[START TEXT PROVIDED]
Courses

Below you find the course descriptions of History of Politics and Society. The programme consists of compulsory courses, electives, an internship and a Master's thesis. Read more about the curriculum.

Please note: electives B and C are only offered in Dutch. 

Compulsory

Cities, States, and Citizenship (compulsory)

Institutions shape human lives and human history. Without rules and organizations, societies disintegrate and the results are usually terrifying (think of Iraq or Syria today). One type of institutions that is seen as crucial for the well-being of societies, is civic organisations, with citizenship sitting in the middle. Citizenship has a long history in Europe, where it originated in cities and then shifted to the level of the state after the French Revolution (citoyen). Other civilisations did not use the concept, but did have similar citizenship ‘practices’. This course investigates this very long-term history, focusing on a series of episodes in the institutional history of citizenship and civil society, starting with Europe’s late medieval cities.

Students are allowed to take their exams in Dutch or English. Please discuss your preference with your teacher at the beginning of the course.

Please note Only students from the MA History of Politics and Society and the MA Geschiedenis: educatie en communicatie are allowed to register for this course. All other students have to contact the programme coordinator.

Toolbox for Comparative Historical Research (compulsory)

This course trains students to develop relevant and precise research questions and to choose and apply relevant methods and techniques for addressing these questions. The course builds on the general foundation laid in the BA programme: existing research skills are honed and deepened. Besides the development of a research question firmly embedded in the academic debate and a systematic operationalisation of that question, the course mainly focuses on the acquisition of skills in comparative and long-term historical research. Students are familiarized with the methods for this type of research, learn to apply these methods and also learn to critically reflect on their limitations. This is done through two assignments in which insights from the methodological literature are applied to concrete examples of historical research on various political and societal issues.

Please note Only students from the MA History of Politics and Society and the MA Geschiedenis: educatie en communicatie are allowed to register for this course. All other students have to contact the programme coordinator.

Challenges of the Welfare State (compulsory)
[END TEXT PROVIDED]
• WORK INSTRUCTIONS:
1. In the course descriptions, what is the only language in which electives B and C are offered?
2. Find every line in the rows that contains the string "cleat" and copy each one, matching case exactly.
[START MATERIAL FOR THE TASK]
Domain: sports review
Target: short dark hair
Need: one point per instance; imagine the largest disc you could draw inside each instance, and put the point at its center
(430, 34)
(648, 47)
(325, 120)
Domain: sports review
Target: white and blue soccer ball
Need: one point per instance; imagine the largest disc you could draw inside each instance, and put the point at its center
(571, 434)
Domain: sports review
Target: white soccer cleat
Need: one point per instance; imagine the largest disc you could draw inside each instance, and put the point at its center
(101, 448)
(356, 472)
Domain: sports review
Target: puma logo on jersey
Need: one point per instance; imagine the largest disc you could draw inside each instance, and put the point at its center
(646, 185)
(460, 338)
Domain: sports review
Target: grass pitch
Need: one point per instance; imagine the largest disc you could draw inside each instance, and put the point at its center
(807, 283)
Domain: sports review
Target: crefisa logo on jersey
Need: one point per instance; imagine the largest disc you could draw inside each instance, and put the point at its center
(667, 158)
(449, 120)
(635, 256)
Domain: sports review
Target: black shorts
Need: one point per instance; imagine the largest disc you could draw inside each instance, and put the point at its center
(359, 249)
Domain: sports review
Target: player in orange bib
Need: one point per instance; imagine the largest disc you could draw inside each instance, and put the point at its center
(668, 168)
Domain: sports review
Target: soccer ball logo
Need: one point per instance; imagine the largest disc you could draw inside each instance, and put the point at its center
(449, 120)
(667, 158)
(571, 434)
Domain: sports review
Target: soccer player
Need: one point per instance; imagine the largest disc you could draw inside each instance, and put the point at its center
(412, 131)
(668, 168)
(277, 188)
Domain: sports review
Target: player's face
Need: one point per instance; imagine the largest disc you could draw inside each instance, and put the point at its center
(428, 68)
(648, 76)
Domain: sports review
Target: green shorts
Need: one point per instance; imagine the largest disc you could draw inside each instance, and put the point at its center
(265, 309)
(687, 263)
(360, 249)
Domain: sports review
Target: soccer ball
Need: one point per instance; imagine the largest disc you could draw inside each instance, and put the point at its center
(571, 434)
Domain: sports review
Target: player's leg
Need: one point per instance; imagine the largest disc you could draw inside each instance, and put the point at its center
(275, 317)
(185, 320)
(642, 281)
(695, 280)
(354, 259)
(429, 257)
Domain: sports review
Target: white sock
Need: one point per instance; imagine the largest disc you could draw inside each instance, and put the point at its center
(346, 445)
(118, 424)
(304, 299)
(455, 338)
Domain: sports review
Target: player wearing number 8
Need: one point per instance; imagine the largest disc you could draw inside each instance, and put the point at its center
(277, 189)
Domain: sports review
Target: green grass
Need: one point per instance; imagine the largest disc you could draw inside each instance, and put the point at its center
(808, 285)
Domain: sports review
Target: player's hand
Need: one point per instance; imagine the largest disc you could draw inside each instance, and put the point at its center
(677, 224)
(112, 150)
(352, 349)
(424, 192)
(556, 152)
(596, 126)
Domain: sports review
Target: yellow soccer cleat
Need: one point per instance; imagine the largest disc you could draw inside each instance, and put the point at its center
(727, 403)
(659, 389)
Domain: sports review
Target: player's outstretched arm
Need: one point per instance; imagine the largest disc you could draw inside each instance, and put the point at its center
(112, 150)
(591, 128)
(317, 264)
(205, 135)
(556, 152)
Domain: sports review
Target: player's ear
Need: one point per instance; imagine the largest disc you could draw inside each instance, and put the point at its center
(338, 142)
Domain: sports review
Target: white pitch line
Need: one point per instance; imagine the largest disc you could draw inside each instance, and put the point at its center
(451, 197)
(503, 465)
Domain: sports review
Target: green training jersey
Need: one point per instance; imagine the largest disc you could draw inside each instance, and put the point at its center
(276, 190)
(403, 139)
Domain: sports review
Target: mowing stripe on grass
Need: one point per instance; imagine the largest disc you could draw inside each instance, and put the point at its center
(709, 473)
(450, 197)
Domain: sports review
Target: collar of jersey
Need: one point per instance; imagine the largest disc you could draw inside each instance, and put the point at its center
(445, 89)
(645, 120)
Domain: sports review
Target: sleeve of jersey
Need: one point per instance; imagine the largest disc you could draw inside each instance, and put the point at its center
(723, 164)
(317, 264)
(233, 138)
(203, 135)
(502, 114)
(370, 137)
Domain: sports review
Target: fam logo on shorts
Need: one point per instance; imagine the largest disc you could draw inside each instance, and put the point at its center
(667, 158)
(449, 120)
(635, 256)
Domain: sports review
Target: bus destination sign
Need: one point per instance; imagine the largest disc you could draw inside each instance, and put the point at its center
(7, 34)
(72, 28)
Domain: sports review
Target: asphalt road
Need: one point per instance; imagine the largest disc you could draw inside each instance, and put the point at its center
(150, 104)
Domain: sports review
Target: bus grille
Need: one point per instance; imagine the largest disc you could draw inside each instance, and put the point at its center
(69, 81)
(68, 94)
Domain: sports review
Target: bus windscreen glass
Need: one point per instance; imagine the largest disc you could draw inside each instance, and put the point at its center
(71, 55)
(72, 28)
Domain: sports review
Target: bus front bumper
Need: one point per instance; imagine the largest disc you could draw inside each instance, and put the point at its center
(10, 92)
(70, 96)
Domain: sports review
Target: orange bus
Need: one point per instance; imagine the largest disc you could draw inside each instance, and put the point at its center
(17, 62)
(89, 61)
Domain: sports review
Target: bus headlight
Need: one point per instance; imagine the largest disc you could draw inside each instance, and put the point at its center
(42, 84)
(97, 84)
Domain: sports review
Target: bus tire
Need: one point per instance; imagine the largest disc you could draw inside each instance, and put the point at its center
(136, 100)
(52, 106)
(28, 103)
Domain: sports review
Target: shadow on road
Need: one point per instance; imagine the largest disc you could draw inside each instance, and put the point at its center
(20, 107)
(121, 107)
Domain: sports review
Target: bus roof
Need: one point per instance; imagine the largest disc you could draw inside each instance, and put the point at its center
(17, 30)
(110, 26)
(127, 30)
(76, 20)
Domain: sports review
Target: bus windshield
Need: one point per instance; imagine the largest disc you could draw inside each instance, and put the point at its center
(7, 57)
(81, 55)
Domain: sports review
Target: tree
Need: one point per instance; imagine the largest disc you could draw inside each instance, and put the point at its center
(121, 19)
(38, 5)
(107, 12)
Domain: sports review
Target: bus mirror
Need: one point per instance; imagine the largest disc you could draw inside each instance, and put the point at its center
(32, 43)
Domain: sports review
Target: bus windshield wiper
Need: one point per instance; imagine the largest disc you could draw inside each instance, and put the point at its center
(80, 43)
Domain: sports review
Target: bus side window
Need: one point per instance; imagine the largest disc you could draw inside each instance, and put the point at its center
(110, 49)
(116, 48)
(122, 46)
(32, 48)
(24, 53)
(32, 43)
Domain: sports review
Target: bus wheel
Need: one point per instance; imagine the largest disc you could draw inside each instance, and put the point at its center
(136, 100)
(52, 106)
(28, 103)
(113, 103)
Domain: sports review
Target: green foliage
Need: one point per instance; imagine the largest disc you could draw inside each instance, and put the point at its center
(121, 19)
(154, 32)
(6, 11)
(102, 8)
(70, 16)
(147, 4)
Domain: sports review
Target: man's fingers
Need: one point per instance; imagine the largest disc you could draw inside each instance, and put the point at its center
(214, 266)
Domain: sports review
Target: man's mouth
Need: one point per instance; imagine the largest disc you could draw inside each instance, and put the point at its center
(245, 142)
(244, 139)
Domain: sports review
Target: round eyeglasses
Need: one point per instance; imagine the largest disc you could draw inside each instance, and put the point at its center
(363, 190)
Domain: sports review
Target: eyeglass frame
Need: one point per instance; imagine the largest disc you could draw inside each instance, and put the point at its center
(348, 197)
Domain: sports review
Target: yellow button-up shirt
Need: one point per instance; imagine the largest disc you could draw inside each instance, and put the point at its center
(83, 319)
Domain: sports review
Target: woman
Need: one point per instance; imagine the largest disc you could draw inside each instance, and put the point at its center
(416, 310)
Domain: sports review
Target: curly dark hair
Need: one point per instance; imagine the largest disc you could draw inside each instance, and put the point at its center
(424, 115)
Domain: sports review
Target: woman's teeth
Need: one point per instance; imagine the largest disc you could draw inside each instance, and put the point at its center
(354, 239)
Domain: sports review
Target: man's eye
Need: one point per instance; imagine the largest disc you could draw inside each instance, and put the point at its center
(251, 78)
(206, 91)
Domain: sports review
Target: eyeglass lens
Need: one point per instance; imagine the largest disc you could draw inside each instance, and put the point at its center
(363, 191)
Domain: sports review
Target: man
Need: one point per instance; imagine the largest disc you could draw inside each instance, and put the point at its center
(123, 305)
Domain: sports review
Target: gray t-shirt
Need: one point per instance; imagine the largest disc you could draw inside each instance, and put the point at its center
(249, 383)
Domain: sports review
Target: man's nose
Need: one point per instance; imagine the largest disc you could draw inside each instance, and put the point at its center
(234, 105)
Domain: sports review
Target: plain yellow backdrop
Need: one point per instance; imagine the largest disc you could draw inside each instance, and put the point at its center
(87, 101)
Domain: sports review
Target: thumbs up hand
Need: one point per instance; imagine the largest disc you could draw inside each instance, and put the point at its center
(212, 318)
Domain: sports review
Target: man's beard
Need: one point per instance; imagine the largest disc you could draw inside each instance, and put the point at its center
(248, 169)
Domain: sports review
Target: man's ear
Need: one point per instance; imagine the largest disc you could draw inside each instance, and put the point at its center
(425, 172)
[END MATERIAL FOR THE TASK]
• RESPONSE LIST:
1. Dutch

2.
Target: white soccer cleat
Target: yellow soccer cleat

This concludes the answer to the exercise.